WORK INSTRUCTIONS:
Reproduce the data below verbatim, from the line containing "Objective: a point on each instance of the woman's blonde" through the end of the data, with both ends included. Omit the pictures from your answer.

** begin INPUT ROWS **

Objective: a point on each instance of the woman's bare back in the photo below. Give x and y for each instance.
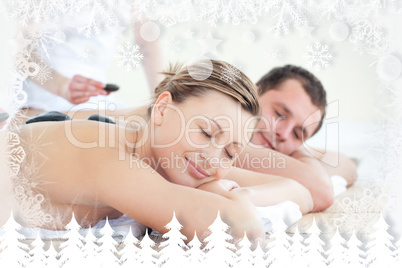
(56, 167)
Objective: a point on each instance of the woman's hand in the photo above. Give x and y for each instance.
(220, 187)
(81, 88)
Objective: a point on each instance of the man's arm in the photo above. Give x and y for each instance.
(300, 167)
(336, 164)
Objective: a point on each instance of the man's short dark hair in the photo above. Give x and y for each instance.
(310, 83)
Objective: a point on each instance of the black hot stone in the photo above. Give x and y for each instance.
(101, 118)
(48, 116)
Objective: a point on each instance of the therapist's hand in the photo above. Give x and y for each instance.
(81, 88)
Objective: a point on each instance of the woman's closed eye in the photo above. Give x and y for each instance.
(228, 154)
(206, 134)
(281, 116)
(296, 134)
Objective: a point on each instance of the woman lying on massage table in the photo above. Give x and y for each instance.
(194, 132)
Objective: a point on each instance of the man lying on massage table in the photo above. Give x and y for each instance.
(150, 171)
(293, 108)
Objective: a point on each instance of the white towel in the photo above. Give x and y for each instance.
(339, 184)
(120, 226)
(274, 216)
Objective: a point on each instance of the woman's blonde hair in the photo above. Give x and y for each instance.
(196, 79)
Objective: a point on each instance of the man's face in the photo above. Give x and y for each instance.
(289, 118)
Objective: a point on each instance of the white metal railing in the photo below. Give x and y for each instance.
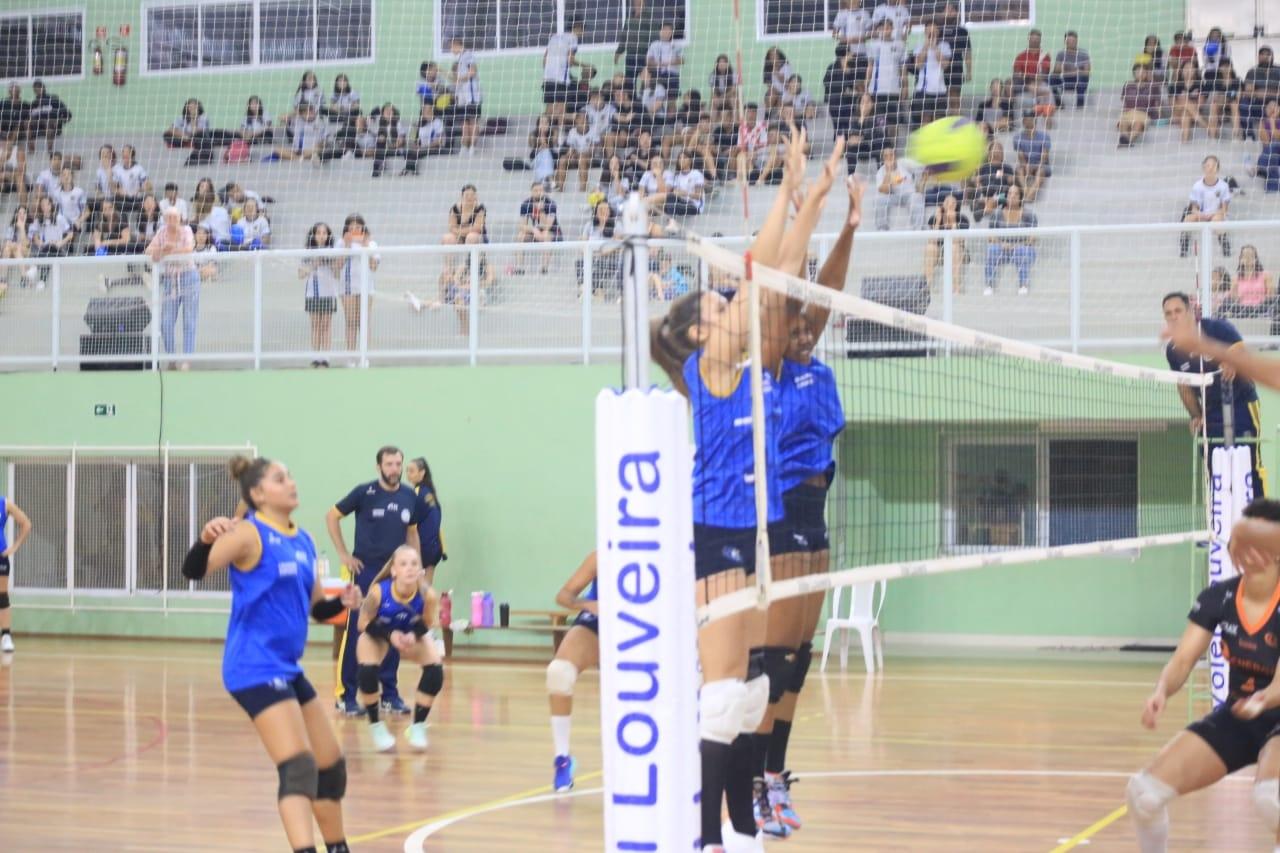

** end INPUT ROWS **

FULL SOLUTION:
Objective: a point on each instance of the woman's blonde hair in the photo above. Give x and y for each instance.
(196, 79)
Objective: a point on each instance of the man's face in the photo above. Give x and y for each instance.
(289, 118)
Objective: a point on each instance of the white metal railing in the photo below. Give x and y for each instance.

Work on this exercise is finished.